Quoted text:
>>>>>
You are viewing a plain text version of this content. The canonical link for it is here.
Posted to user@pig.apache.org by Lauren Blau <la...@digitalreasoning.com> on 2012/08/30 23:59:55 UTC

wrong sort order (lexical vs numeric) in a nested foreach

I have the following foreach:

foo := foreach bar {

Re: wrong sort order (lexical vs numeric) in a nested foreach

Posted by Lauren Blau <la...@digitalreasoning.com>.
I think I finally found the culprit. There is a load like this:

a = load '/foobar' using CustomJsonLoader('baz') as (m:map[]);  -- loading
an untyped map

then there is a flatten,
a1 = foreach a generate a#'id' as id: chararray, flatten(a#'listvals') as
(listvals: map[]); -- another untyped map

and then

a2 = foreach a1 generate id as id: chararray, listvals#'intval1' as
intval1: int,listvals#'intval2' as intval2:int;

by putting an explicit cast as such:
a2 = foreach a1 generate id as id: chararray,(int) listvals#'intval1' as
intval1: int,(int)listvals#'intval2' as intval2:int;

I've finally got the results I was looking for, without having to store and
reload.

Thanks

On Tue, Sep 4, 2012 at 2:05 PM, Lauren Blau <
lauren.blau@digitalreasoning.com> wrote:

> unfortunately, I can't put together an example without sharing the custom
> jsonloader and data. But I've worked around this by explicitly storing and
> reloading the data.
> But it sounds like you have it backwards in your attempt to be sneaky. The
> data actually is an int and should be sorted numerically.
> I just read something in another email that leads me to believe I need to
> be casting the lhs of values in a foreach..
> like foreach x generate (int)field = fieldname: int;
>
> so I'm going to try explicit casts like that.
<<<<<
Dataset extract:
>>>>>
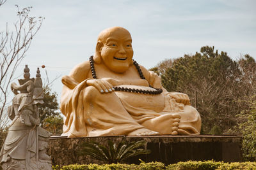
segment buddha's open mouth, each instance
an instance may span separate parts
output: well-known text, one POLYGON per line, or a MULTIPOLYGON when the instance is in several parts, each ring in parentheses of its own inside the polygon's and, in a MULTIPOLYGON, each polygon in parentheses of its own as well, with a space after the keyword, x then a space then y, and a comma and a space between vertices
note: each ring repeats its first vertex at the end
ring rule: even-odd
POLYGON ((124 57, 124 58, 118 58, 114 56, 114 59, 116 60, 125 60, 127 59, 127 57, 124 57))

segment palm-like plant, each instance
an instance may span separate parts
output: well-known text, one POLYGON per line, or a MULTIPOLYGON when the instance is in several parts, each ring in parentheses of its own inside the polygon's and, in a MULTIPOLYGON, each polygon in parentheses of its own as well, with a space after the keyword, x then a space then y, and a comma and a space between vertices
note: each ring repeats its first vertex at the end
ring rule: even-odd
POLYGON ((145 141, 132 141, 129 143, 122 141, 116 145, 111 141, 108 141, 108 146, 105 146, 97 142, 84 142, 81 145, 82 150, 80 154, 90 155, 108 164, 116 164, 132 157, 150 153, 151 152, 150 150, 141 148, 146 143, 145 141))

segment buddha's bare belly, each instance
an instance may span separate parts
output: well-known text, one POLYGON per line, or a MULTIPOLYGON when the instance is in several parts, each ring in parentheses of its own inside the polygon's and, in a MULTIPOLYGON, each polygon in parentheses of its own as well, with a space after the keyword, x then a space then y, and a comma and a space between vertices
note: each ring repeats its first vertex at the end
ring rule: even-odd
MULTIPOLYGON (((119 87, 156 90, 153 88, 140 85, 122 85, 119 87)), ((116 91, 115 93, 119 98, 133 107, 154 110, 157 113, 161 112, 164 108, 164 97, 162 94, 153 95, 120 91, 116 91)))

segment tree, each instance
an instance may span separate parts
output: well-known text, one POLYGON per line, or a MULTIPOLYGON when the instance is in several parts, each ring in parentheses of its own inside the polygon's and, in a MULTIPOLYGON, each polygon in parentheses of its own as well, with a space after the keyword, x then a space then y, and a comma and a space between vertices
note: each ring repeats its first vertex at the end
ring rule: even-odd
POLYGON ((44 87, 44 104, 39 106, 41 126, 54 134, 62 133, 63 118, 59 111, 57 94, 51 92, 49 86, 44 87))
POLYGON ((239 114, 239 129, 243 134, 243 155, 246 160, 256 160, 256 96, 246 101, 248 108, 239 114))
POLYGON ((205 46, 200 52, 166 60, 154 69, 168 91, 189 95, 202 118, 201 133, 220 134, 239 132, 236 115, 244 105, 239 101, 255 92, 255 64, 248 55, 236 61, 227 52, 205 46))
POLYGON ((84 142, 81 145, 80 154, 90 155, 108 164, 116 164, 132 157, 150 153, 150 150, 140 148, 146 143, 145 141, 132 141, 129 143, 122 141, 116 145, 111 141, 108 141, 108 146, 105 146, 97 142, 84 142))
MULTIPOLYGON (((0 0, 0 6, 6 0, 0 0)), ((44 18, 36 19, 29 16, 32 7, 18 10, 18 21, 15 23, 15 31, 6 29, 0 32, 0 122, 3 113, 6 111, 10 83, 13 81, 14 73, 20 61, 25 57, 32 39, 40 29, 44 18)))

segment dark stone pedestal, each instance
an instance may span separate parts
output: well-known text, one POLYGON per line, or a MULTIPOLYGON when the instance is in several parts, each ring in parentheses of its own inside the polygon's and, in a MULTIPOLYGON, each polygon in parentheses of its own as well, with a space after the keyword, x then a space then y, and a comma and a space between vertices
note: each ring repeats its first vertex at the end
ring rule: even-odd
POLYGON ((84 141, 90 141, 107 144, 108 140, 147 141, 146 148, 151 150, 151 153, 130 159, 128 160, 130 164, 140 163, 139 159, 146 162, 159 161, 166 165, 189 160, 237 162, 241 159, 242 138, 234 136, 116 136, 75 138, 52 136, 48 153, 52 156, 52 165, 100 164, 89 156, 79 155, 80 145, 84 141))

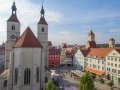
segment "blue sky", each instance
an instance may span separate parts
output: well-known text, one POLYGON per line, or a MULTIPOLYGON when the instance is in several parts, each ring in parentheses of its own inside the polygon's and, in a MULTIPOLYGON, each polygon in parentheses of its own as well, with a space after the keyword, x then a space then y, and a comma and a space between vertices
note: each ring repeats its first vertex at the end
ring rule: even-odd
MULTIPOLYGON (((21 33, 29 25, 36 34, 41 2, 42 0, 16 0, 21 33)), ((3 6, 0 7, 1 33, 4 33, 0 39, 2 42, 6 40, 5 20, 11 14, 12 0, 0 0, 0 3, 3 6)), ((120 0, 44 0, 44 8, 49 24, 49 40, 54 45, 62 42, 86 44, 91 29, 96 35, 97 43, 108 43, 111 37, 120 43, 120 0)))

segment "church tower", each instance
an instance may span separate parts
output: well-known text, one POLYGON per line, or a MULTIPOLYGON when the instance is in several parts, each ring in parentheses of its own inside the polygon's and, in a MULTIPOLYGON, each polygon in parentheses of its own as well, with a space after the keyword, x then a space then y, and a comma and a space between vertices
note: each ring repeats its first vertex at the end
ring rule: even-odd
<<<<<
Challenge 1: Using the thread on sort order in a nested foreach, decide whether each statement agrees with it: (a) the working solution still required storing and reloading the data; (b) the data should be sorted numerically; (c) the fix involved adding an explicit cast. Answer yes or no for each, and quote the deciding words.
Challenge 2: List every field name that follows "as" in the Pig statements of the thread on sort order in a nested foreach, giving each name once.

Expected output 1:
(a) No: "without having to store and reload."
(b) Yes: "data actually is an int and should be sorted numerically."
(c) Yes: "by putting an explicit cast as such:"

Expected output 2: m, id, listvals, intval1, intval2